* START STORED ROWS *

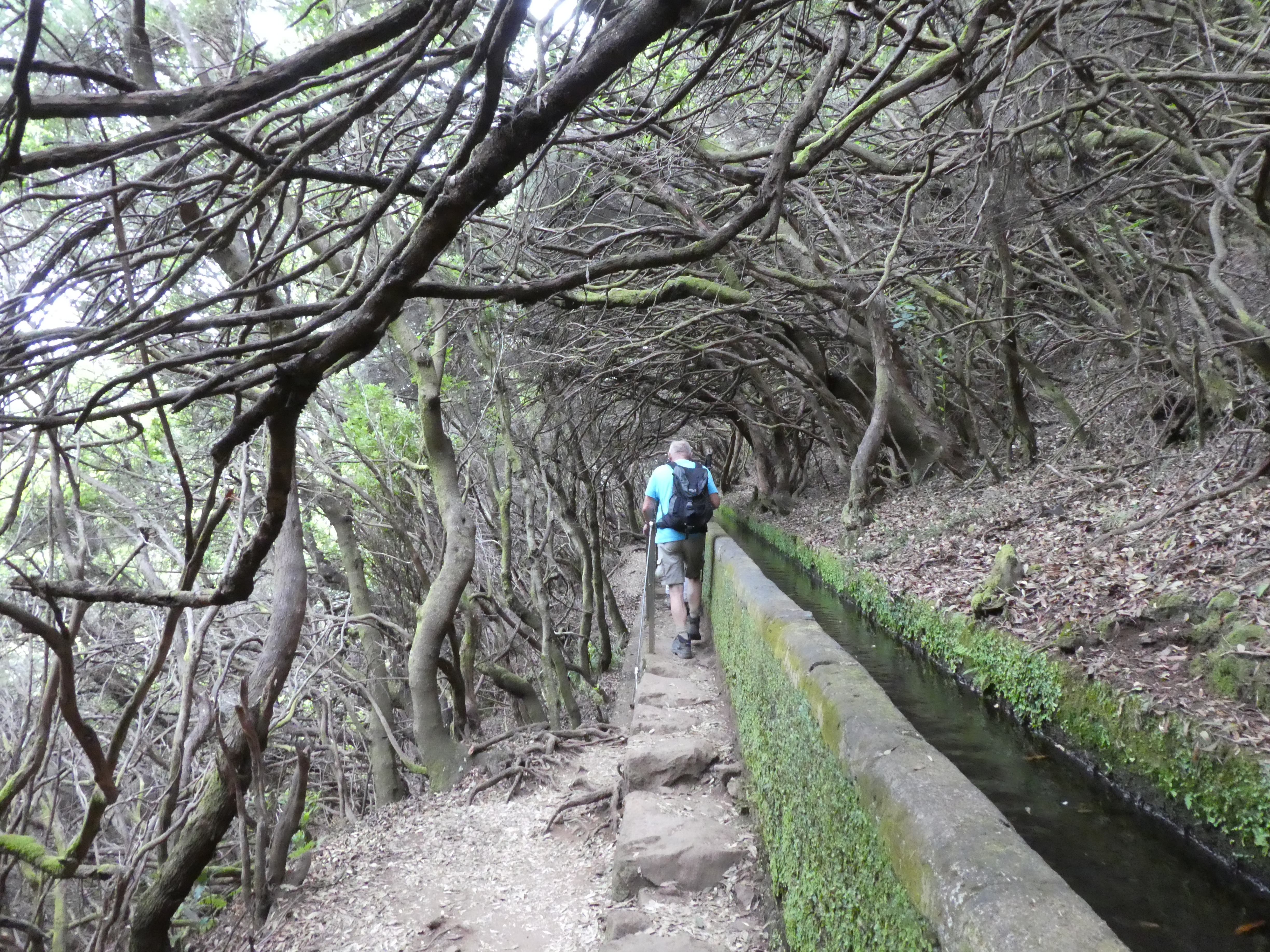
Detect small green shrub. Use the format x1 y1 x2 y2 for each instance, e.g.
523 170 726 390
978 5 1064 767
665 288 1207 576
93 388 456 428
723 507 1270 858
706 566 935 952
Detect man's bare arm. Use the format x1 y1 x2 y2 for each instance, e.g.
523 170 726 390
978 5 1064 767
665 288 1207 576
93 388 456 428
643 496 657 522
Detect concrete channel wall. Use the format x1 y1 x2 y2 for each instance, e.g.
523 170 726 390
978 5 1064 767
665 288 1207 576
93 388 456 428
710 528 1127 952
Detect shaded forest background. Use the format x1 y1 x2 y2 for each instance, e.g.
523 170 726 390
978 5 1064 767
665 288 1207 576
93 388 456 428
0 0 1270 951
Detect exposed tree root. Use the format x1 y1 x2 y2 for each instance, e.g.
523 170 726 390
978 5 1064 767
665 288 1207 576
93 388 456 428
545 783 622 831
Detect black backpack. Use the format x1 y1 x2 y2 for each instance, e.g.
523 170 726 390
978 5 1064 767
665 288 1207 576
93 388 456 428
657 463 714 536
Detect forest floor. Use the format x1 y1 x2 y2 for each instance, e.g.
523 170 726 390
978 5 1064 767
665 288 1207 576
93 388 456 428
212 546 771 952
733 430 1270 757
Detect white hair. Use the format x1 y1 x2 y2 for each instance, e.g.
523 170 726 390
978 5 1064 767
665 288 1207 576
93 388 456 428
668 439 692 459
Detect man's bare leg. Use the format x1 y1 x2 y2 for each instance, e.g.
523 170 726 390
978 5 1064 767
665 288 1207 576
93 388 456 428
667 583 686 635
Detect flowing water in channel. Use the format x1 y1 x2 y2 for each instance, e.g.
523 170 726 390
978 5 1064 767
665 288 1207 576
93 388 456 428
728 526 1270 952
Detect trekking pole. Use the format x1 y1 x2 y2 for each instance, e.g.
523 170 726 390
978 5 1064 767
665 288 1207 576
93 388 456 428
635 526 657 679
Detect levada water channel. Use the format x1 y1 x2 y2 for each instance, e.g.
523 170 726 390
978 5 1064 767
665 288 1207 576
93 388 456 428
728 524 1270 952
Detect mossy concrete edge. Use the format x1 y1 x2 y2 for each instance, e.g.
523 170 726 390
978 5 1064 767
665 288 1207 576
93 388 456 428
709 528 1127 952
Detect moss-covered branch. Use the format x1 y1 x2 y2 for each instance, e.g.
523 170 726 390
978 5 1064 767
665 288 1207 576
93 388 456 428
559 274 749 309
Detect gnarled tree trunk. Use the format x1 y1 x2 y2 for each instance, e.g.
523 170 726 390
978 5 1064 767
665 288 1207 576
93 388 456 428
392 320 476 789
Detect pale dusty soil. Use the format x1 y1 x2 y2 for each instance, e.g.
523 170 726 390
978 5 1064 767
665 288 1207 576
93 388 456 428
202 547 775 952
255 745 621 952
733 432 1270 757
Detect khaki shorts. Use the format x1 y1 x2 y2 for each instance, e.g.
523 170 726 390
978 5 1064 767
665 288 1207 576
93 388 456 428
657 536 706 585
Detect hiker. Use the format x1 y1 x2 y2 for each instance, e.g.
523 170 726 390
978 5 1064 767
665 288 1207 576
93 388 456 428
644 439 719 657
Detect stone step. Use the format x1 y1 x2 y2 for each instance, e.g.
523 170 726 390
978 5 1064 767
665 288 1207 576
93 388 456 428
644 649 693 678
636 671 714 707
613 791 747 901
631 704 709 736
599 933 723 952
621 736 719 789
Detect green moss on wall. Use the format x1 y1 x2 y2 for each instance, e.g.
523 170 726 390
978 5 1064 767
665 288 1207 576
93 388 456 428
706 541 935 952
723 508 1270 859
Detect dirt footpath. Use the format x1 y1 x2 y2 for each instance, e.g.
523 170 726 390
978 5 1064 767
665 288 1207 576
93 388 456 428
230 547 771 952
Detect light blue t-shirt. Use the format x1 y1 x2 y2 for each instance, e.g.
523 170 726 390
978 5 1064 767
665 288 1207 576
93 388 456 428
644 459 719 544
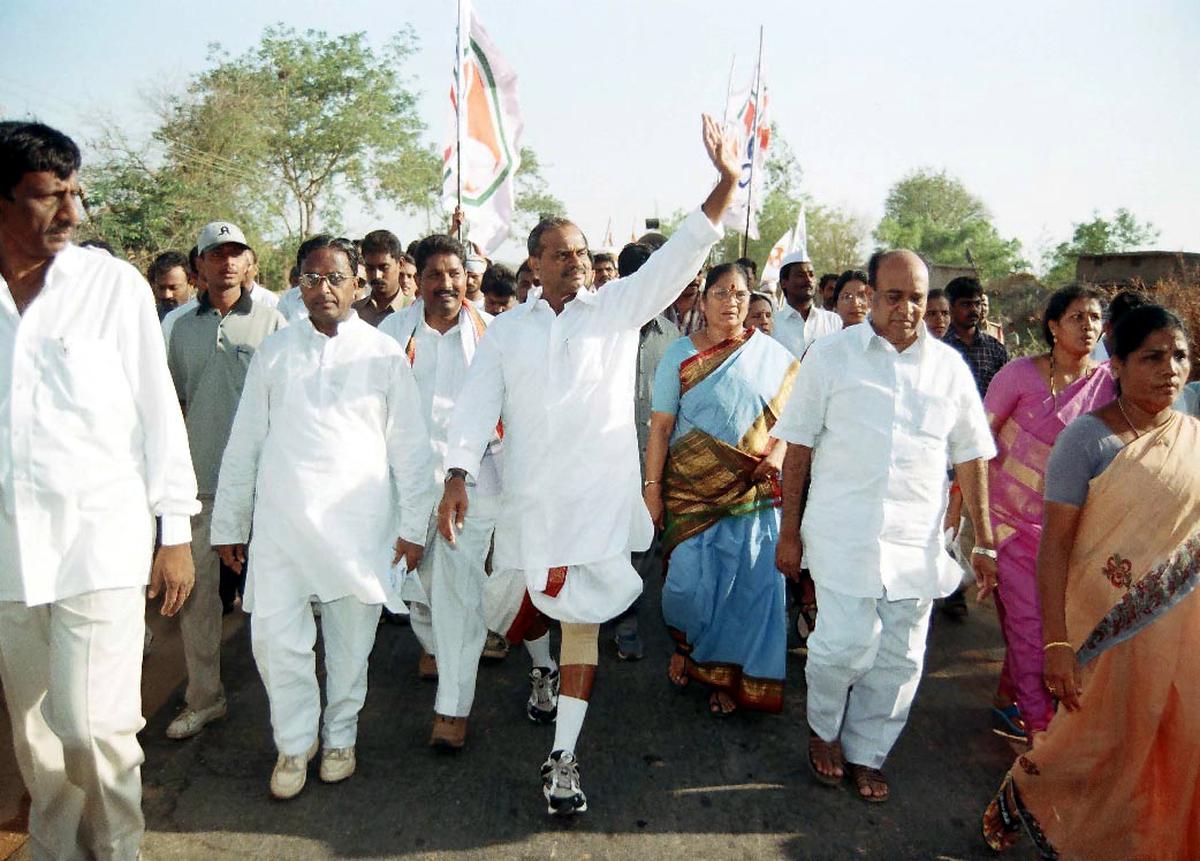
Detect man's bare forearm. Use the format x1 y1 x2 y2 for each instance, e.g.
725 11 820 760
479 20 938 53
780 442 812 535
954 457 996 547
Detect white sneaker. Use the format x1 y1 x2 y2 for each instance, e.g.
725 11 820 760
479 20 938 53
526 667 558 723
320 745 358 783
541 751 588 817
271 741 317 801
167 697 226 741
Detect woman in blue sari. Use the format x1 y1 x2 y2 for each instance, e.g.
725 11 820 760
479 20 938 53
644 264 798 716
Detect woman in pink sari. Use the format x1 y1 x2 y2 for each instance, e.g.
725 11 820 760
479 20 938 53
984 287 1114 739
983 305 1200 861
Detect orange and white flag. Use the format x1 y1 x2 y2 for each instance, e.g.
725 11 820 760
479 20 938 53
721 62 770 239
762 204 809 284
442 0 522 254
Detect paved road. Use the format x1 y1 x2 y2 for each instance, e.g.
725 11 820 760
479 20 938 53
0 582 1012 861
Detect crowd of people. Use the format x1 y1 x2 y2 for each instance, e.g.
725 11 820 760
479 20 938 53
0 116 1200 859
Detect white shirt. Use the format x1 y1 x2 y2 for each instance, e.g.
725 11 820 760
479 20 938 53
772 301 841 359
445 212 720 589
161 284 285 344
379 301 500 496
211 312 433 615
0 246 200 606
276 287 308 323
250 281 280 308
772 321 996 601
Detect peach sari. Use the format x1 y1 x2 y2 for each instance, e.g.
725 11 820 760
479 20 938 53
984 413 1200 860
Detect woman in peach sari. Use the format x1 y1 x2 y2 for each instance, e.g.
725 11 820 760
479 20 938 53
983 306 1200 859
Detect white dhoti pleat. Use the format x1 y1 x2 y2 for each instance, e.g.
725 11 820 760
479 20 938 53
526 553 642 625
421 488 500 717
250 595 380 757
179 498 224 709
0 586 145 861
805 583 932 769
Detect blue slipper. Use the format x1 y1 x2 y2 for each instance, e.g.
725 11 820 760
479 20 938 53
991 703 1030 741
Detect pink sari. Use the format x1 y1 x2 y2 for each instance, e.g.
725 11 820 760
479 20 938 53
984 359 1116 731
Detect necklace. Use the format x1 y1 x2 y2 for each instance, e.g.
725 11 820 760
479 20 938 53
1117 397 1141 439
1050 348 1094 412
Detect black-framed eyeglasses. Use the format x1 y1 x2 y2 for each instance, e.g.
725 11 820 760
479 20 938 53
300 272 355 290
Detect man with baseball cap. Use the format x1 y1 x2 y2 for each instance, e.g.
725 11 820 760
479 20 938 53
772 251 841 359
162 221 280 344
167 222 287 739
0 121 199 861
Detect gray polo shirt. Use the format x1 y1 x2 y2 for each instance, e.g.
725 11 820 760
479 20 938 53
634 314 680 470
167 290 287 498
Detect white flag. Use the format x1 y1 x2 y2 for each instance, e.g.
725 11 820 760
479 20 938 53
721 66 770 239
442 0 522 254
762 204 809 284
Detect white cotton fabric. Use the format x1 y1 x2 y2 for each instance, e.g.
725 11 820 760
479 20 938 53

* END STORED ROWS *

YOUR GOAL: Write out all the records again, putting "Locate" wherever "Detect" occurs and leaving everything else unchanged. Omit the pictures.

ANSWER:
Locate small green shrub. Use the format x1 y1 x2 y2 for each instance, e.g.
523 170 726 390
978 5 1064 767
665 288 1207 576
93 388 456 428
723 507 1270 858
706 566 935 952
Locate man's bare arm. Use the format x1 y1 x2 y2 for each instance, e.g.
523 170 726 390
978 5 1064 767
665 288 1207 576
93 388 456 428
643 496 657 522
Locate concrete channel wall. Use the format x1 y1 x2 y2 for each instance, e.g.
523 170 726 390
978 5 1064 767
665 288 1207 576
93 388 456 428
710 528 1127 952
Locate shaded forest background. Use the format x1 y1 x2 y2 for each instance, e.g.
523 170 726 390
978 5 1064 767
665 288 1207 576
93 388 456 428
0 0 1270 951
Locate exposed tree root. Use the format x1 y1 x2 y2 for each instance, e.g.
523 170 726 390
978 5 1064 767
665 288 1207 576
93 388 456 428
545 783 622 831
Locate black backpack. Use the format x1 y1 x2 y2 for each instance, e.g.
523 170 726 390
978 5 1064 767
665 288 1207 576
93 388 456 428
657 463 714 536
Locate forest floor. Use the format x1 y1 x2 y2 for each instance, e.g.
523 170 726 390
978 5 1064 767
665 288 1207 576
93 388 456 428
212 546 771 952
733 430 1270 757
Locate white hair. Use the format x1 y1 x2 y2 for each instance, e.g.
523 170 726 390
978 5 1064 767
665 288 1207 576
93 388 456 428
668 439 692 459
Locate man's bare leg. Use the format x1 y1 x2 y2 for each instance, e.g.
523 170 726 390
978 5 1064 767
665 288 1207 576
93 388 456 428
667 583 686 635
Locate flowing water in channel. Use the format x1 y1 x2 y2 for each instance, e.g.
523 170 726 390
978 5 1064 767
665 288 1207 576
93 388 456 428
728 526 1270 952
Locate trekking pole. Use the format x1 y1 x2 y2 for each instance, e.g.
523 170 726 390
978 5 1064 767
665 288 1207 576
93 388 456 428
635 526 657 679
Locate levada water channel. Use the format x1 y1 x2 y2 for each instance, e.g.
523 170 726 390
978 5 1064 767
665 288 1207 576
93 388 456 428
728 524 1270 952
Locate mossy concrete edge. Use the format x1 y1 x2 y2 for each instance, e.g.
523 170 726 390
978 5 1064 767
665 288 1207 576
93 388 456 428
709 528 1127 952
Locate moss-covered branch. Use the format x1 y1 x2 y2 for each instance, e.g.
523 170 726 390
978 5 1064 767
665 288 1207 576
93 388 456 428
559 274 749 309
Locate gnarled tree trunk. Use the format x1 y1 x2 y2 for each instance, e.g.
523 170 726 390
978 5 1064 767
665 288 1207 576
93 388 456 428
392 320 476 789
Locate pale dusty soil. Use the format x1 y1 x2 y2 for each instance, e.g.
523 170 726 390
978 5 1064 767
665 288 1207 576
93 388 456 428
202 547 775 952
255 745 621 952
733 432 1270 757
Locate khaki shorts. Use the format x1 y1 x2 y2 for each instance, e.g.
523 170 726 390
978 5 1064 767
665 288 1207 576
93 388 456 428
657 536 706 585
Locate hiker. Use the format x1 y1 x2 y2 for each instance, e.g.
523 170 726 390
978 5 1064 767
665 288 1207 576
93 388 456 428
644 439 719 657
Locate stone step. Use the format x1 y1 x2 y2 for each instance, e.g.
523 170 726 390
978 5 1064 767
665 288 1207 576
93 388 456 428
644 649 693 678
636 671 714 707
613 791 747 901
631 704 709 736
599 933 723 952
621 736 719 789
Locate green moss on wall. Use the format x1 y1 x2 y2 for each instance, e.g.
523 170 726 390
978 5 1064 767
665 288 1207 576
93 388 456 428
706 541 935 952
723 508 1270 859
Locate dirt footpath. Use the format x1 y1 x2 y2 for each instance, e.g.
523 170 726 390
978 5 1064 767
665 288 1207 576
93 388 456 428
230 547 771 952
Locate light blue t-shirt. Use the format x1 y1 x2 y2 for each instance, e.g.
523 170 726 390
978 5 1064 767
665 288 1207 576
93 388 456 428
644 459 719 544
Locate man's bare forearm. Use the format x1 y1 x2 y2 for each instance, e.g.
725 11 820 760
479 20 938 53
780 442 812 535
954 457 996 547
Locate white sneaker. Use the format x1 y1 x2 y2 for each instance, e.g.
725 11 820 760
479 20 938 53
526 667 558 723
320 745 358 783
541 751 588 817
271 741 317 801
167 697 226 741
Locate woman in blue sari. Use the format x1 y1 x2 y2 for each instance, e.g.
725 11 820 760
479 20 938 53
644 264 798 716
Locate woman in pink sari. Use the format x1 y1 x2 y2 for each instance, e.g.
725 11 820 760
479 20 938 53
984 287 1114 739
983 305 1200 861
Locate orange and white flag. Use the format x1 y1 x2 y2 for each instance, e.g.
725 11 820 760
479 20 938 53
721 62 770 239
762 204 809 284
442 0 522 254
Locate paved road. Use the format x1 y1 x2 y2 for each instance, e.g.
725 11 820 760
479 20 938 53
0 582 1012 861
Locate crowd of people. Use the format x1 y1 x2 y2 for each instance, e.g.
725 11 820 760
479 20 938 53
0 116 1200 859
Locate white shirt. Use the format x1 y1 x2 y2 for each instance, e.g.
725 11 820 760
479 20 938 53
772 301 841 359
445 212 720 589
161 284 285 344
379 301 500 496
211 312 433 615
0 246 200 606
276 287 308 323
250 281 280 308
772 321 996 601
Locate peach sari. Use the format x1 y1 x2 y2 for each instance, e.g.
725 11 820 760
479 20 938 53
984 413 1200 860
Locate woman in peach sari. Use the format x1 y1 x2 y2 for each instance, e.g.
725 11 820 760
479 20 938 53
983 306 1200 859
Locate white dhoti pleat. Use the format x1 y1 x2 y2 for each instance, e.g.
725 11 820 760
479 20 938 53
526 553 642 625
421 488 500 717
250 595 380 757
179 498 224 709
0 586 145 861
805 583 932 769
Locate blue slipper. Use the format x1 y1 x2 y2 for each instance, e.g.
725 11 820 760
479 20 938 53
991 703 1030 741
Locate pink sari. Use the format x1 y1 x2 y2 for each instance, e.g.
725 11 820 760
479 20 938 53
984 359 1116 731
Locate necklace. Use the format x1 y1 x2 y2 for each instance, e.g.
725 11 820 760
479 20 938 53
1117 397 1141 439
1050 348 1094 412
Locate black-framed eyeglasses. Use the format x1 y1 x2 y2 for each instance, e.g.
725 11 820 760
479 20 938 53
300 272 355 290
Locate man with baseball cap. Use the format x1 y1 x2 y2 for each instance, e.g.
725 11 820 760
479 20 938 53
772 251 841 359
162 221 280 344
167 222 287 739
0 121 199 861
Locate gray polo shirt. Use the format x1 y1 x2 y2 for each instance, e.g.
725 11 820 760
479 20 938 53
634 314 680 470
167 290 287 498
Locate white flag. Use the format x1 y1 x2 y2 for each instance, e.g.
725 11 820 760
479 20 938 53
721 66 770 239
442 0 522 254
762 204 809 284
Locate white cotton fabric. Use the format x1 y1 x2 y2 for each instance, e.g.
725 11 820 760
479 20 938 53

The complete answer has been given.